* **AUFGABE A**
Gib aus dem Abschnitt zur Geschichte Gazas den Text von „4.4. Hellenistische und“ bis „Bewohner von Gaza.“ wortgetreu zurück.
* **AUFGABE B**
Prüfe anhand des Abschnitts zur Geschichte Gazas, ob die folgenden Aussagen zutreffen. Antworte jeweils mit Ja oder Nein und zitiere die entscheidende Textstelle wörtlich.
(i) Gaza ist der Endpunkt der Weihrauchstraße am Mittelmeer.
(ii) Alexander der Große eroberte Gaza nach dreimonatiger Belagerung.
(iii) Die Elefantenschlacht 312 v. Chr. entschieden die Seleukiden für sich.
* **AUFGABE C**
In welchem Jahr übernahmen laut dem Abschnitt zur Geschichte Gazas die Seleukiden die Herrschaft über Palästina?

* **DOKUMENTABSCHNITT**

● ● ● ● ● ● ●

Unter persischer Herrschaft gelangt Gaza zu zunehmender wirtschaftlicher Blüte. Von immer stärkerer Bedeutung wird nun die Weihrauchstraße (→ Weihrauch), die Gaza als deren Endpunkt am Mittelmeer mit Südarabien verbindet. Zugleich bildet Gaza ein Bollwerk, das die Nabatäer, die den Löwenanteil am Ertrag dieser bedeutenden Handelsachse erwirtschaften, daran hindert, selbst bis ans Mittelmeer vorzustoßen.



4.4. Hellenistische und römische Herrschaft




Wie schon gegen die Perser, so versucht Gaza 332 v. Chr. ähnlich heftig, aber mit verheerenden Folgen, sich gegen Alexander d. Großen zur Wehr zu setzen. Erst nach fünfmonatiger Belagerung gelang ihm die Eroberung der Stadt, an deren Bevölkerung er durch Tötung der Männer und Versklavung von Frauen und Kindern ein Exempel statuierte (Arrian, Anab. 2; Text gr. und lat. Autoren). In der Folge stritten sich die Diadochen um ihre Machtbereiche. Diodorus Siculus berichtet von der Elefantenschlacht 312 v. Chr. bei Alt-Gaza, die Ptolemäus I. für sich entschied (19.59,2; 84,6-8; Text gr. und lat. Autoren), so dass Gaza wieder von Ägypten aus beherrscht wurde. 198 v. Chr. übernehmen die → Seleukiden von Syrien aus die Herrschaft über Palästina, erneut gegen den Widerstand der Bewohner von Gaza.

● ● ● ● ● ● ●

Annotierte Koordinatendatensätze
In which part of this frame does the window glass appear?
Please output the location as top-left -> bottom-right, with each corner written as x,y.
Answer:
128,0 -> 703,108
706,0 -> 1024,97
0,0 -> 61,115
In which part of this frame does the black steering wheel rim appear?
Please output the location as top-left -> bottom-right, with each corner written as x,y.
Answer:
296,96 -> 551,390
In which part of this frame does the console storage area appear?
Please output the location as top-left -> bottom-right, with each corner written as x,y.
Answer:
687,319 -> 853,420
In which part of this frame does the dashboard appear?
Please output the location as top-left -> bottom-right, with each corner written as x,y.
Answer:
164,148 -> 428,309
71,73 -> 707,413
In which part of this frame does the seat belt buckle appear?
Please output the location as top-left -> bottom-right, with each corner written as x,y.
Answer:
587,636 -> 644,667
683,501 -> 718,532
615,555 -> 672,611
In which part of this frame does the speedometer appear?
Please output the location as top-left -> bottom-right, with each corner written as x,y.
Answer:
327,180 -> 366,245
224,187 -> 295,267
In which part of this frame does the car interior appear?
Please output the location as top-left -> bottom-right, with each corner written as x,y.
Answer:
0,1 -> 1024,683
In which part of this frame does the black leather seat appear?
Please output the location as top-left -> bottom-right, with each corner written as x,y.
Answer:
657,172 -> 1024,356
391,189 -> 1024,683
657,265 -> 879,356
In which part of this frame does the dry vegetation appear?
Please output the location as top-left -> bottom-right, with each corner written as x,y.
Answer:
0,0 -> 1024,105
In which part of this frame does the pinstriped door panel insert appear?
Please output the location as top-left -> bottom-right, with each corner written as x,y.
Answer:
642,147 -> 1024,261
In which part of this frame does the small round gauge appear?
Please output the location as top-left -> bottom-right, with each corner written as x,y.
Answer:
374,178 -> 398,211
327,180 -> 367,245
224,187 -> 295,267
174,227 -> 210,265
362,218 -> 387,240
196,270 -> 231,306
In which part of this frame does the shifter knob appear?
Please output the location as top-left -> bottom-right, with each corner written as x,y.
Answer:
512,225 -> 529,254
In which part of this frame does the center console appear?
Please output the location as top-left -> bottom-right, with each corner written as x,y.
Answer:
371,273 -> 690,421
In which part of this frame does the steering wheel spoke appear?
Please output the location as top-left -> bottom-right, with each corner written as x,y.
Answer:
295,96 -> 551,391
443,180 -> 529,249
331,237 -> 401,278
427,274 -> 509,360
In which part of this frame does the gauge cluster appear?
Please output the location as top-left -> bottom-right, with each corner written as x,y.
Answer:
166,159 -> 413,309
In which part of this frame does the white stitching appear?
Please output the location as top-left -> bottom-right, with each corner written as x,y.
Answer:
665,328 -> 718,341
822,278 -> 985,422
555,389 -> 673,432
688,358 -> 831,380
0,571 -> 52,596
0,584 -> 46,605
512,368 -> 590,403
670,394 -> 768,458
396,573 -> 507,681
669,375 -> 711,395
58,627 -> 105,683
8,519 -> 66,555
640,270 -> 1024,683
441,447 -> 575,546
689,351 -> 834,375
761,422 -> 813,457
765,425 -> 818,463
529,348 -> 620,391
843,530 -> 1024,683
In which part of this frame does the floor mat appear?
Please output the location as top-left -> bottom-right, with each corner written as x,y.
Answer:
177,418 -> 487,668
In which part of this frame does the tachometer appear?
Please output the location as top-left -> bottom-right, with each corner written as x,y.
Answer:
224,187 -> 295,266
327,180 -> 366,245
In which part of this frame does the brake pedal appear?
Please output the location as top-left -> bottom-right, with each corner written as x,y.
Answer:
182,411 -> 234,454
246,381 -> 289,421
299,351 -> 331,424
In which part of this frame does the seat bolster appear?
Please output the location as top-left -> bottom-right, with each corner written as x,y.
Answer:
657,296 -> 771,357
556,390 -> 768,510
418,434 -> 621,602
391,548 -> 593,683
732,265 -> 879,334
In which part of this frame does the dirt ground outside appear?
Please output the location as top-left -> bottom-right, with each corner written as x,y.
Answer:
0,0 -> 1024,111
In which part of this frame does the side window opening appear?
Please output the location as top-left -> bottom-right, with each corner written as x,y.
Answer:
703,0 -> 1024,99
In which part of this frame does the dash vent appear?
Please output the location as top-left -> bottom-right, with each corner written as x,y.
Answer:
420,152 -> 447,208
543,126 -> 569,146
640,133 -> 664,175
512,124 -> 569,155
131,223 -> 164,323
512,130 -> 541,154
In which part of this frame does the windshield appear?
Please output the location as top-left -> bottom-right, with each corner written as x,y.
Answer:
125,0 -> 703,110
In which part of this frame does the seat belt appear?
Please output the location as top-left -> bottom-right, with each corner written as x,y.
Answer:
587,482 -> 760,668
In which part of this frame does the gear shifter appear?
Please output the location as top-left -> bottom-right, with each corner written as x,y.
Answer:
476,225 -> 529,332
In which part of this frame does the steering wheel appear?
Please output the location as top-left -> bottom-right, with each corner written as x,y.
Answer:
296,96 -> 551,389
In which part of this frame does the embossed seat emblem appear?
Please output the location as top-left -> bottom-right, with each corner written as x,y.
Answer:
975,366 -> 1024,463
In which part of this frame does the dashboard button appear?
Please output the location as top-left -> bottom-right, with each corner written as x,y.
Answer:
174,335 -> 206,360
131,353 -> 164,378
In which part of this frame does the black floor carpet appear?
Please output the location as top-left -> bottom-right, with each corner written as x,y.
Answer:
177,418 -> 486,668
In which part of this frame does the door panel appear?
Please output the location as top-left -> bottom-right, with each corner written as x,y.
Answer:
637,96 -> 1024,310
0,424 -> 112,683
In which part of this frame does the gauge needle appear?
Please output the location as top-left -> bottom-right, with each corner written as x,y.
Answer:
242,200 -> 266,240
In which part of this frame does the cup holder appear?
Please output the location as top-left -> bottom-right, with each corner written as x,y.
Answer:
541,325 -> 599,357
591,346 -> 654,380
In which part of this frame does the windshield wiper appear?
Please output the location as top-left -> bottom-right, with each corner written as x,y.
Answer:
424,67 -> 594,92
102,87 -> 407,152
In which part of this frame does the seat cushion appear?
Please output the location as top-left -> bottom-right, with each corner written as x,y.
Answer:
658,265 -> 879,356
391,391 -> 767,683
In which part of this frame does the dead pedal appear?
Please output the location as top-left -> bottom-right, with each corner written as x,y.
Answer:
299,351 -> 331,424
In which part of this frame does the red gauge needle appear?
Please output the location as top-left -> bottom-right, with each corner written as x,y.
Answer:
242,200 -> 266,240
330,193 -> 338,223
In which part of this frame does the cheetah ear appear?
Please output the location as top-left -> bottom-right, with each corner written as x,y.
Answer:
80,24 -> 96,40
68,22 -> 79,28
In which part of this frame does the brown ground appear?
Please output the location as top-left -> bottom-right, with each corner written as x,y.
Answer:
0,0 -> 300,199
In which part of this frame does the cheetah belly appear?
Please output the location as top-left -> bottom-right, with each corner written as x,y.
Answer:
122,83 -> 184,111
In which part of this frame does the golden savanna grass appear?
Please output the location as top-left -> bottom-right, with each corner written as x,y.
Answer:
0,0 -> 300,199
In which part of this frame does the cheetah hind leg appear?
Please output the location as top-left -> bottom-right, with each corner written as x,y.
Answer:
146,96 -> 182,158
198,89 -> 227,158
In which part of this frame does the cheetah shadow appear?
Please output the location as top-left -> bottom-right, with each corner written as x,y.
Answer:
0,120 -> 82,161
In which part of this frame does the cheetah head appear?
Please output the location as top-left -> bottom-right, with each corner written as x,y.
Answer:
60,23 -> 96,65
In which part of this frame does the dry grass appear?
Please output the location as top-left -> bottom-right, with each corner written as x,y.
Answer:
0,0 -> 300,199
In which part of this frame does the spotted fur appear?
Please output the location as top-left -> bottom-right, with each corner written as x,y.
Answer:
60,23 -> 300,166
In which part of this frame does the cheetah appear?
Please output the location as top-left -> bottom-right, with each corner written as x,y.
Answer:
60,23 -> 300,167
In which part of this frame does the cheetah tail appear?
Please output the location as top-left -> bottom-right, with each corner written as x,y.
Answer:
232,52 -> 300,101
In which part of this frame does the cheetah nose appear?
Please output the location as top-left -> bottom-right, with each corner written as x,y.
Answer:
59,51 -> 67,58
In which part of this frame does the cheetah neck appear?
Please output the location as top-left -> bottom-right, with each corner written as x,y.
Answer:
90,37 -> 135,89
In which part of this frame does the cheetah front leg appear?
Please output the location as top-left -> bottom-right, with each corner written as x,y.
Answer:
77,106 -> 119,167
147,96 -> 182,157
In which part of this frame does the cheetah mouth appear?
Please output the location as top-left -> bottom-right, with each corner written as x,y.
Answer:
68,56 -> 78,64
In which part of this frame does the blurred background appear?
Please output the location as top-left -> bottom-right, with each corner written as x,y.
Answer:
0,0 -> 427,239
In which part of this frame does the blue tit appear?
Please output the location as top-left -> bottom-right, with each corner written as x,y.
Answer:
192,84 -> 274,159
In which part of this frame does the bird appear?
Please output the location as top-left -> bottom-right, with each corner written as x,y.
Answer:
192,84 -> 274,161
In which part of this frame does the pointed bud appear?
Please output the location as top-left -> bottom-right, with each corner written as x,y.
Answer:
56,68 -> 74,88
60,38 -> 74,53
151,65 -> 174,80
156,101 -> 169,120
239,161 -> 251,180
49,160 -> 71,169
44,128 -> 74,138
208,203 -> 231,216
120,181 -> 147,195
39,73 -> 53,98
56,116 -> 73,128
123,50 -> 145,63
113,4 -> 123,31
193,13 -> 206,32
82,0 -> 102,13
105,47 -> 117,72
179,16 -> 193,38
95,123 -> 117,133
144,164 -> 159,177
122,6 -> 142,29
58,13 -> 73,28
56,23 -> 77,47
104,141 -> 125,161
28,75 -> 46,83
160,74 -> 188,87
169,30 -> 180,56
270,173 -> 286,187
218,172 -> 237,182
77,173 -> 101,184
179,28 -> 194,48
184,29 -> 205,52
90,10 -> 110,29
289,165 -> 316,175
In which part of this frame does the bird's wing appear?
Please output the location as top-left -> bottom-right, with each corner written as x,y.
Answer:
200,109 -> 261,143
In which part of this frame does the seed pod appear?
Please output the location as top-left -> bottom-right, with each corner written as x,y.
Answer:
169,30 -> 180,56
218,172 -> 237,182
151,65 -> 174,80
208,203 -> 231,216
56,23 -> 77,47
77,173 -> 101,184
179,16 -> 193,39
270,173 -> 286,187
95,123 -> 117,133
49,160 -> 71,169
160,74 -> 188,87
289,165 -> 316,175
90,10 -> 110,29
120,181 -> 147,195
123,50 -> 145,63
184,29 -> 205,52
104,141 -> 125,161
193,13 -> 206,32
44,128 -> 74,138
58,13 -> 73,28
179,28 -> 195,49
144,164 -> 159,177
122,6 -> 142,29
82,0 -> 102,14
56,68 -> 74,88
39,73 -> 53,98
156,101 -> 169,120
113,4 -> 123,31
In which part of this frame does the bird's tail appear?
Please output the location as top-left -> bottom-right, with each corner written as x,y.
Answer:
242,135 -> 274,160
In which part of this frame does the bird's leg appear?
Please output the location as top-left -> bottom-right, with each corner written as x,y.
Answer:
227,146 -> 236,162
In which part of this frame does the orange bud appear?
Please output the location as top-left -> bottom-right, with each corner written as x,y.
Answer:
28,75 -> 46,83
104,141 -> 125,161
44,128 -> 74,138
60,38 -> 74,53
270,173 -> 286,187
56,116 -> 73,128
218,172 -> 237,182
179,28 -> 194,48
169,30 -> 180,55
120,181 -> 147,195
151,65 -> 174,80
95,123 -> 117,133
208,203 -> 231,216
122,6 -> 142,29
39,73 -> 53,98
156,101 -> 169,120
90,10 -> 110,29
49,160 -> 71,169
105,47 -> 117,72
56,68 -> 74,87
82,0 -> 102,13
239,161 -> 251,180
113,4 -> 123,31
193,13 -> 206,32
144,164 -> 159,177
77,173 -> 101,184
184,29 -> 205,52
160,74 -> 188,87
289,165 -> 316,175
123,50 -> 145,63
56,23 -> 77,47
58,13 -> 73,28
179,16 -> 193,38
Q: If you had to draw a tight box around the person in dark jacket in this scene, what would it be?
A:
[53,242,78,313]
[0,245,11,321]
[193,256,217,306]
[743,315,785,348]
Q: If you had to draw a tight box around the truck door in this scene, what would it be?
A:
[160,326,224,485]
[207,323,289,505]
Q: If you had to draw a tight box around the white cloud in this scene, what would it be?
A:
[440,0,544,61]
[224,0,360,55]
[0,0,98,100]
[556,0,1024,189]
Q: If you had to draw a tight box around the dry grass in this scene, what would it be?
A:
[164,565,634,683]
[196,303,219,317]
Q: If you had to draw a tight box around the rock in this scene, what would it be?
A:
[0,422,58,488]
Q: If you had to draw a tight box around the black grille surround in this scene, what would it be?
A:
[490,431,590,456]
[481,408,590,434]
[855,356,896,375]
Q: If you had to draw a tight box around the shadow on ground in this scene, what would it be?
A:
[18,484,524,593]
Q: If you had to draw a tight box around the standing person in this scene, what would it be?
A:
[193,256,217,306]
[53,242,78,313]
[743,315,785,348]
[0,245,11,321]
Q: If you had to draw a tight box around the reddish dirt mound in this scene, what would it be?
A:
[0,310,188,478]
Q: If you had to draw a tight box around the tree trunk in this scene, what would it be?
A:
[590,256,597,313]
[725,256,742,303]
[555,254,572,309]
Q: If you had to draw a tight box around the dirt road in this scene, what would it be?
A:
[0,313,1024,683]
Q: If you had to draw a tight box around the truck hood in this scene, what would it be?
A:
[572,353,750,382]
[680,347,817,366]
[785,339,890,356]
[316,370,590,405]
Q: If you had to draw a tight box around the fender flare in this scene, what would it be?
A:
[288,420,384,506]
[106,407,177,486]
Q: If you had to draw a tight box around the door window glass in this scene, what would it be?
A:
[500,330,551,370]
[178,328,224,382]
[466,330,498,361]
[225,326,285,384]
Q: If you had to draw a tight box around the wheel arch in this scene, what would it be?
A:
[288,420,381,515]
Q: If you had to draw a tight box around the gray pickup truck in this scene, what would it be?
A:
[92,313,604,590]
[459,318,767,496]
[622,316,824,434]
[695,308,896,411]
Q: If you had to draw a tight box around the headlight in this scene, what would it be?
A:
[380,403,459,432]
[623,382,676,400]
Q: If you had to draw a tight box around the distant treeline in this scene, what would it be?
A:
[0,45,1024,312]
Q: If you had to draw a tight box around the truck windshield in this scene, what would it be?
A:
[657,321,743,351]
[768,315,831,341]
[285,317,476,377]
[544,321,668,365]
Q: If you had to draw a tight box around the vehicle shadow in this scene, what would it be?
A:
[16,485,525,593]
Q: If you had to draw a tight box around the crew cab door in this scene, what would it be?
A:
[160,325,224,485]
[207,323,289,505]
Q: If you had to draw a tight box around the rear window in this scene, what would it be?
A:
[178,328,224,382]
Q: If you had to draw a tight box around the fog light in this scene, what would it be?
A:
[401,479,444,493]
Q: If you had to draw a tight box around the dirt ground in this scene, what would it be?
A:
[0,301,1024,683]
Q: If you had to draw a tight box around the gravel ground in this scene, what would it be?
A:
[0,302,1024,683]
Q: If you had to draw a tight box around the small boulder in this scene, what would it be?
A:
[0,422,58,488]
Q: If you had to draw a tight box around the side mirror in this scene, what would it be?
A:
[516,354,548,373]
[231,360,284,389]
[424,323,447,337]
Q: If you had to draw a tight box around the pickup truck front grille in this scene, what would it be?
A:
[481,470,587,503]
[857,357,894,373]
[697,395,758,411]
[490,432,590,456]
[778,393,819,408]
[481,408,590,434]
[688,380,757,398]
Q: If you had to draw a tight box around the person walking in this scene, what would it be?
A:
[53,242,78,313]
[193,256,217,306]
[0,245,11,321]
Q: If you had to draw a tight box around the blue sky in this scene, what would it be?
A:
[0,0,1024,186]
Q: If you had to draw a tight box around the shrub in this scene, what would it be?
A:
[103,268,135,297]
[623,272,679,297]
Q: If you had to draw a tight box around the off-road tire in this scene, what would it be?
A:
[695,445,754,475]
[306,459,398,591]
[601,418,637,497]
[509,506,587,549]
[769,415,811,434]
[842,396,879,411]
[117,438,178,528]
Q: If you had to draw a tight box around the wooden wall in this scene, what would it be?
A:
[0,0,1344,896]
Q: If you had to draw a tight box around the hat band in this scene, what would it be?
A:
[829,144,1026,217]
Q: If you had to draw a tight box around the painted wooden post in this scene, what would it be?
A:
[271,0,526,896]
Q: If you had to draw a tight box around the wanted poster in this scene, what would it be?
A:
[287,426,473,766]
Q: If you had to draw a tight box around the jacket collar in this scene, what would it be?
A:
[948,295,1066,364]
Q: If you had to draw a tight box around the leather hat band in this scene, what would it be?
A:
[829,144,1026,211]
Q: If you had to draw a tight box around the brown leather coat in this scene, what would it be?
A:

● ● ● ● ● ● ●

* **LÖSUNG A**
4.4. Hellenistische und römische Herrschaft




Wie schon gegen die Perser, so versucht Gaza 332 v. Chr. ähnlich heftig, aber mit verheerenden Folgen, sich gegen Alexander d. Großen zur Wehr zu setzen. Erst nach fünfmonatiger Belagerung gelang ihm die Eroberung der Stadt, an deren Bevölkerung er durch Tötung der Männer und Versklavung von Frauen und Kindern ein Exempel statuierte (Arrian, Anab. 2; Text gr. und lat. Autoren). In der Folge stritten sich die Diadochen um ihre Machtbereiche. Diodorus Siculus berichtet von der Elefantenschlacht 312 v. Chr. bei Alt-Gaza, die Ptolemäus I. für sich entschied (19.59,2; 84,6-8; Text gr. und lat. Autoren), so dass Gaza wieder von Ägypten aus beherrscht wurde. 198 v. Chr. übernehmen die → Seleukiden von Syrien aus die Herrschaft über Palästina, erneut gegen den Widerstand der Bewohner von Gaza.

* **LÖSUNG B**
(i) Ja: „die Gaza als deren Endpunkt am Mittelmeer mit Südarabien verbindet“
(ii) Nein: „Erst nach fünfmonatiger Belagerung gelang ihm die Eroberung der Stadt“
(iii) Nein: „die Ptolemäus I. für sich entschied“

* **LÖSUNG C**
198 v. Chr.